### Given problem
Reproduce each of the records below line for line, changing nothing.
-------- Provided records
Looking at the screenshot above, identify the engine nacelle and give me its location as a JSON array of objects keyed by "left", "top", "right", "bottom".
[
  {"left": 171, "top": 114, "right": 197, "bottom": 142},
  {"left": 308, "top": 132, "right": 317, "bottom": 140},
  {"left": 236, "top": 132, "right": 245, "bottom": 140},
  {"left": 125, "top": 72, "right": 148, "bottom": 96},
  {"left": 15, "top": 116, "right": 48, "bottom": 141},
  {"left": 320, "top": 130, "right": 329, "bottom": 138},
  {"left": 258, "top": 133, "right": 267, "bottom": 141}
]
----------------
### Result of the task
Looking at the screenshot above, identify the engine nacelle and give me its location as a JSON array of objects keyed by "left", "top", "right", "bottom".
[
  {"left": 171, "top": 114, "right": 197, "bottom": 142},
  {"left": 308, "top": 132, "right": 317, "bottom": 140},
  {"left": 236, "top": 132, "right": 245, "bottom": 140},
  {"left": 125, "top": 72, "right": 148, "bottom": 96},
  {"left": 15, "top": 116, "right": 48, "bottom": 141},
  {"left": 320, "top": 130, "right": 329, "bottom": 138},
  {"left": 258, "top": 133, "right": 267, "bottom": 141}
]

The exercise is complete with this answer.